(Beginning of SUPPLIED RECORDS)
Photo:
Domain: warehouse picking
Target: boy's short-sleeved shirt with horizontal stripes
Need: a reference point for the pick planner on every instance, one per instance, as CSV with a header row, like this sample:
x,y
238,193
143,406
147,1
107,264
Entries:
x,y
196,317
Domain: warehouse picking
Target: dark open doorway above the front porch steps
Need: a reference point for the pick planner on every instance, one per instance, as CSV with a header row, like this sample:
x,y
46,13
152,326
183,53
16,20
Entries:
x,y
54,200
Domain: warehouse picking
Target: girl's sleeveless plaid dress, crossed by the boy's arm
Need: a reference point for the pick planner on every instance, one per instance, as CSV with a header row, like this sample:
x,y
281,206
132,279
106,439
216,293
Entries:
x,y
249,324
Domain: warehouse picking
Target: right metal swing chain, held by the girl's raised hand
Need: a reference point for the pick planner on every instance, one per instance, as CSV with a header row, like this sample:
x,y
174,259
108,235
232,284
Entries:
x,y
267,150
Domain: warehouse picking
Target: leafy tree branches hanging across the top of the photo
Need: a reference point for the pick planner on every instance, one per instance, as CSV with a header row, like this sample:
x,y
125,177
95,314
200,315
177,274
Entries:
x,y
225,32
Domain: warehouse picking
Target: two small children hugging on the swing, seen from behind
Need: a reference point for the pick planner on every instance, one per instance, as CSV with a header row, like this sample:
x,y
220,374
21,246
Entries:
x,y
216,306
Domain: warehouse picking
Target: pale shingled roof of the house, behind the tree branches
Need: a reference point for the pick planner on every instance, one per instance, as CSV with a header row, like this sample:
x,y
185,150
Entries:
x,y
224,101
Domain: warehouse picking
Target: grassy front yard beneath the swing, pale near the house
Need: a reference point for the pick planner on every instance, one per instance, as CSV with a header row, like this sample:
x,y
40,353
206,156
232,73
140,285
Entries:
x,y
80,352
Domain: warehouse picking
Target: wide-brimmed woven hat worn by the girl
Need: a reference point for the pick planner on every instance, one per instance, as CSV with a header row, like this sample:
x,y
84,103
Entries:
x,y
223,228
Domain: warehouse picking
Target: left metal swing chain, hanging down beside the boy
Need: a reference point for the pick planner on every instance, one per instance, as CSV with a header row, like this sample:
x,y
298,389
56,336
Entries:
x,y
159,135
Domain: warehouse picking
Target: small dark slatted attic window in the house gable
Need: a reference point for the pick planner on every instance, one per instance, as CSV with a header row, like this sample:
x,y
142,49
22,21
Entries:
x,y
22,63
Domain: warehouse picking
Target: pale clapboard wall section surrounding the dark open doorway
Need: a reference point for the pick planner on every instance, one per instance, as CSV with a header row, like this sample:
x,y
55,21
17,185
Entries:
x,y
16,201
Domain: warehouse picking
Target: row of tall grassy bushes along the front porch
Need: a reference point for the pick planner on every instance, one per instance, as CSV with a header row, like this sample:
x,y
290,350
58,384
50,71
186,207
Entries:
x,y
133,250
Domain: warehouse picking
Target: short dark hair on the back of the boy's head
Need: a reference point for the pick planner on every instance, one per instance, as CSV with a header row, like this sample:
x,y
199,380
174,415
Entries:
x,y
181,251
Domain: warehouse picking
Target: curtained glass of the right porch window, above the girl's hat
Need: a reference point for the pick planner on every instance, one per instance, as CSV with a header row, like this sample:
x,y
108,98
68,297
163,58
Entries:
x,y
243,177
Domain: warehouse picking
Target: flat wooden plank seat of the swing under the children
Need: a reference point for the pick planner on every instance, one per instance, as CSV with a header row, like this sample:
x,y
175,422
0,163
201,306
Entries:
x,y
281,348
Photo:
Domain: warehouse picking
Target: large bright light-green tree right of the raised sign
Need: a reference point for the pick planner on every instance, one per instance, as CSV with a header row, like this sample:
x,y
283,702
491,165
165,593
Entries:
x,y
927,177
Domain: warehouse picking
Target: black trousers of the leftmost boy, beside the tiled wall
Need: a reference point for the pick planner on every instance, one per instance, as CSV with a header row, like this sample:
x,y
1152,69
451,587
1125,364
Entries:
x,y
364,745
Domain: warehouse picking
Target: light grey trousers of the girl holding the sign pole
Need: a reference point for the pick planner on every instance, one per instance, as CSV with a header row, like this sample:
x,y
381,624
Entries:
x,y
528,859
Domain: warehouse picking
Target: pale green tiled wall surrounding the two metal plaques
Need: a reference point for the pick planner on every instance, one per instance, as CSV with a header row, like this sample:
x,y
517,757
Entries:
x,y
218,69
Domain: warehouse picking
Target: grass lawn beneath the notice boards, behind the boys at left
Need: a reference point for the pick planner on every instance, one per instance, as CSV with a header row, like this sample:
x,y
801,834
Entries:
(End of SUPPLIED RECORDS)
## WHAT YOU ARE ASKED TO DO
Transcribe every record. Match each line exactly.

## RESULT OF THIS EXERCISE
Photo:
Domain: warehouse picking
Target: boy's short-sleeved shirt with horizontal stripes
Need: a reference point for the pick planner on every instance, one per instance, as CSV with a header row, like this sample:
x,y
238,193
143,406
147,1
107,264
Entries:
x,y
196,317
Domain: warehouse picking
Target: dark open doorway above the front porch steps
Need: a reference point for the pick planner on every instance, one per instance, as CSV with a header row, like this sample:
x,y
46,13
152,326
183,53
16,20
Entries:
x,y
54,200
Domain: warehouse picking
Target: girl's sleeveless plaid dress, crossed by the boy's arm
Need: a reference point for the pick planner on every instance, one per instance, as CSV with a header row, like this sample:
x,y
281,206
132,279
106,439
216,293
Entries:
x,y
249,324
Domain: warehouse picking
Target: right metal swing chain, held by the girl's raised hand
Need: a reference point for the pick planner on every instance, one per instance, as CSV with a header row, like this sample:
x,y
174,259
108,235
232,284
Entries:
x,y
267,150
Domain: warehouse picking
Target: leafy tree branches hanging across the top of the photo
Need: a reference point for the pick planner on every instance, one per instance, as CSV with a header row, like this sample:
x,y
125,177
95,314
200,315
177,274
Entries:
x,y
225,32
Domain: warehouse picking
Target: two small children hugging on the swing, seen from behind
Need: a reference point for the pick planner on every instance, one per instance, as CSV with a header row, like this sample:
x,y
220,374
21,246
Entries:
x,y
216,306
Domain: warehouse picking
Target: pale shingled roof of the house, behind the tree branches
Need: a reference point for the pick planner on every instance, one per instance, as CSV with a header row, like this sample:
x,y
185,150
Entries:
x,y
224,101
Domain: warehouse picking
Target: grassy front yard beneath the swing, pale near the house
Need: a reference point for the pick planner on every instance, one per instance, as CSV with a header row, like this sample:
x,y
40,353
206,156
232,73
140,285
Entries:
x,y
80,352
Domain: warehouse picking
Target: wide-brimmed woven hat worn by the girl
Need: a reference point for the pick planner on every instance, one per instance, as CSV with a header row, like this sample:
x,y
84,103
Entries:
x,y
223,228
Domain: warehouse picking
Target: left metal swing chain, hanging down beside the boy
Need: a reference point for the pick planner on every instance, one per instance, as CSV with a header row, like this sample:
x,y
298,389
56,336
Entries:
x,y
159,135
Domain: warehouse picking
Target: small dark slatted attic window in the house gable
Need: a reference point for the pick planner on every instance, one per instance, as CSV with a header row, like this sample:
x,y
142,49
22,21
Entries:
x,y
22,63
Domain: warehouse picking
Target: pale clapboard wall section surrounding the dark open doorway
Need: a reference point for the pick planner on every instance, one per instance, as CSV with a header row, like this sample:
x,y
55,21
17,185
Entries:
x,y
16,201
Domain: warehouse picking
Target: row of tall grassy bushes along the front porch
Need: a reference point for the pick planner on every instance, one per instance, as CSV with a header row, like this sample:
x,y
290,350
58,384
50,71
186,207
Entries:
x,y
133,250
Domain: warehouse picking
Target: short dark hair on the back of the boy's head
Need: a reference point for the pick planner on every instance, one per instance, as CSV with a header row, like this sample:
x,y
199,380
174,415
Entries:
x,y
181,251
Domain: warehouse picking
Target: curtained glass of the right porch window, above the girl's hat
Need: a reference point for the pick planner on every instance, one per instance, as CSV with a header row, like this sample:
x,y
108,98
68,297
163,58
Entries:
x,y
243,177
Domain: warehouse picking
Target: flat wooden plank seat of the swing under the children
Need: a reference point for the pick planner on every instance, one per instance, as CSV with a header row, like this sample:
x,y
175,422
0,163
201,306
Entries:
x,y
281,348
Photo:
Domain: warehouse picking
Target: large bright light-green tree right of the raised sign
Need: a reference point for the pick planner on every instance, one per instance, as CSV with a header row, like this sample:
x,y
283,702
491,165
165,593
Entries:
x,y
927,177
Domain: warehouse picking
Target: black trousers of the leftmost boy, beside the tiled wall
Need: a reference point for the pick planner on every instance, one per instance, as CSV with a header row, like this sample:
x,y
1152,69
451,587
1125,364
Entries:
x,y
364,745
Domain: warehouse picking
Target: light grey trousers of the girl holding the sign pole
Need: a reference point for the pick planner on every instance, one per instance, as CSV with a header row, like this sample:
x,y
381,624
Entries:
x,y
528,859
Domain: warehouse picking
Target: pale green tiled wall surrounding the two metal plaques
Need: a reference point for the pick planner on every instance, one per instance, as CSV with a header row, like this sample:
x,y
517,757
Entries:
x,y
218,69
Domain: warehouse picking
Target: grass lawn beneath the notice boards, behind the boys at left
Need: a reference point for the pick planner on every instance, one per instance, as CSV with a header row, like this sample:
x,y
801,834
Entries:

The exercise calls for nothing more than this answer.